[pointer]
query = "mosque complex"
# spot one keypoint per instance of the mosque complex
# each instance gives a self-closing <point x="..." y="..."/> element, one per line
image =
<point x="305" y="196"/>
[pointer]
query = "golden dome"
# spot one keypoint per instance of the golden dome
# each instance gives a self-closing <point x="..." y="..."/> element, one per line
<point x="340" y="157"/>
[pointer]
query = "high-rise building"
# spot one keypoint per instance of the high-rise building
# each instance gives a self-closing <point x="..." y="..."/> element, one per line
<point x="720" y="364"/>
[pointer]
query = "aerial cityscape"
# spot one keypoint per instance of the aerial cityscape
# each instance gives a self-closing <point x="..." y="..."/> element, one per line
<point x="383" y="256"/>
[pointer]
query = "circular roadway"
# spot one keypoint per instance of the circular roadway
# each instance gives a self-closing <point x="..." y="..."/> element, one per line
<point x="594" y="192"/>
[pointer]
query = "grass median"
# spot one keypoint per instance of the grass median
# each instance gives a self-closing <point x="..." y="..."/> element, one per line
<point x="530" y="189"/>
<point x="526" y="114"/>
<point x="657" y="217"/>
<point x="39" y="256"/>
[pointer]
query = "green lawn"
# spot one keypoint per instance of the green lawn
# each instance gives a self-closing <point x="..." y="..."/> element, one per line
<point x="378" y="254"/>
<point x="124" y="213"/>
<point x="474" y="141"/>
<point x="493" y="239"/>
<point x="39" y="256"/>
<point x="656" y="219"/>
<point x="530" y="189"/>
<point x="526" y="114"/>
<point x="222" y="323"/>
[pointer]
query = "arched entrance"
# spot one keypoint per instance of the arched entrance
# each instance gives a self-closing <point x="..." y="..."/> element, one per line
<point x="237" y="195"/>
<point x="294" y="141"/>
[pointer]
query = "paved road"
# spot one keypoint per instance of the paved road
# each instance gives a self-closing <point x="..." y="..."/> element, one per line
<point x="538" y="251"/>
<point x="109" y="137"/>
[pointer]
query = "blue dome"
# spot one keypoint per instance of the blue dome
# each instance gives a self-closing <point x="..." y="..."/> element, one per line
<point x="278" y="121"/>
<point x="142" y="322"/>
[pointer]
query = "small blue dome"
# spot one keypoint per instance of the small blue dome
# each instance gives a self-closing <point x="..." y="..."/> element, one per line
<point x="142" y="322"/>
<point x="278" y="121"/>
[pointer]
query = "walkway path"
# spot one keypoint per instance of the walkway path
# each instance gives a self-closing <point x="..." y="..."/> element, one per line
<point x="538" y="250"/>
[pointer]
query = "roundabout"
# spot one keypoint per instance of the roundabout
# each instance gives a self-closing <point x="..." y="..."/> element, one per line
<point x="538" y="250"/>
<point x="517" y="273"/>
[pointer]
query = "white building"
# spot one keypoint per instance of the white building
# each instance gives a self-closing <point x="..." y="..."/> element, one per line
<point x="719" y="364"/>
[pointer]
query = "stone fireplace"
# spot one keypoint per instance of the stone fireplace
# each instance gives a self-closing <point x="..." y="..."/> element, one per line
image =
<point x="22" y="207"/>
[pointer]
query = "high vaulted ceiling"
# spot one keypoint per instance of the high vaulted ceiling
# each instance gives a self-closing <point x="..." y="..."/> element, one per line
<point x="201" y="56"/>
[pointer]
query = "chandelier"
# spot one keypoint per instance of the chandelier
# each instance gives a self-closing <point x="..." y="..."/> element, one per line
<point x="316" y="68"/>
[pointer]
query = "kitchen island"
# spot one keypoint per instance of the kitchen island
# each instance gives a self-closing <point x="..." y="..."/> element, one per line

----------

-- Challenge --
Give back the whole listing exactly as it reads.

-- Final result --
[pointer]
query = "mosque complex"
# spot one keypoint per instance of the mosque complex
# each instance gives a self-closing <point x="..." y="..."/> element, one per line
image =
<point x="305" y="196"/>
[pointer]
query = "golden dome"
# spot one keypoint per instance of the golden dome
# each instance gives a self-closing <point x="..." y="..."/> element, one per line
<point x="340" y="157"/>
[pointer]
query = "high-rise building"
# spot one keypoint per instance of the high-rise building
# each instance gives a self-closing <point x="..." y="..."/> element, one per line
<point x="720" y="364"/>
[pointer]
query = "aerial cityscape"
# spot one keypoint per instance of the aerial cityscape
# each instance gives a self-closing <point x="..." y="..."/> element, one per line
<point x="383" y="256"/>
[pointer]
query = "circular roadway"
# spot one keypoint per instance of the circular roadway
# each instance gives a self-closing <point x="..." y="..."/> element, one per line
<point x="594" y="192"/>
[pointer]
query = "grass median"
# spot one keypoint per instance of the grass median
# each instance gives a self-closing <point x="..." y="..."/> element, one per line
<point x="530" y="189"/>
<point x="526" y="114"/>
<point x="657" y="217"/>
<point x="39" y="256"/>
[pointer]
query = "green lawn"
# spot one keypoint per instance of the green lawn
# each instance gives a self-closing <point x="..." y="..."/> element, one per line
<point x="378" y="254"/>
<point x="124" y="213"/>
<point x="474" y="141"/>
<point x="493" y="239"/>
<point x="39" y="256"/>
<point x="656" y="219"/>
<point x="530" y="189"/>
<point x="526" y="114"/>
<point x="222" y="323"/>
[pointer]
query = "arched entrance"
# spot one keypoint per instance of the arched entrance
# each instance gives a self-closing <point x="..." y="..."/> element, one per line
<point x="237" y="195"/>
<point x="294" y="141"/>
[pointer]
query = "paved road"
# spot one keypoint per instance of the paved road
# each instance gives a self-closing <point x="..." y="..."/> element, one per line
<point x="538" y="251"/>
<point x="109" y="137"/>
[pointer]
query = "blue dome"
# spot one keypoint per instance of the blue dome
# each instance gives a self-closing <point x="..." y="..."/> element, one per line
<point x="278" y="121"/>
<point x="142" y="322"/>
[pointer]
query = "small blue dome"
# spot one keypoint per instance of the small blue dome
# each instance gives a self-closing <point x="..." y="..."/> element, one per line
<point x="142" y="322"/>
<point x="278" y="121"/>
[pointer]
query = "walkway path"
# spot one keypoint per instance of the walkway path
# each instance gives a self-closing <point x="..." y="..."/> element, one per line
<point x="538" y="250"/>
[pointer]
query = "roundabout"
# spot one keypoint per instance of the roundabout
# each instance gives a self-closing <point x="..." y="..."/> element, one per line
<point x="538" y="250"/>
<point x="517" y="273"/>
[pointer]
query = "white building"
# spot one keypoint per instance of the white building
# each instance gives a self-closing <point x="..." y="..."/> element, one per line
<point x="719" y="364"/>
[pointer]
query = "stone fireplace"
# spot one keypoint per instance of the stone fireplace
# each instance gives a self-closing <point x="..." y="..."/> element, one per line
image =
<point x="22" y="207"/>
[pointer]
query = "high vaulted ceiling"
# spot one keypoint per instance of the high vaulted ceiling
# each instance gives a self-closing <point x="..." y="..."/> element, one per line
<point x="201" y="56"/>
[pointer]
query = "chandelier"
# spot one keypoint per instance of the chandelier
# each instance gives a self-closing <point x="..." y="..."/> element, one per line
<point x="316" y="68"/>
[pointer]
query = "kitchen island"
# spot one keypoint per instance of the kitchen island
# each instance gives a self-closing <point x="..." y="..."/> element, one per line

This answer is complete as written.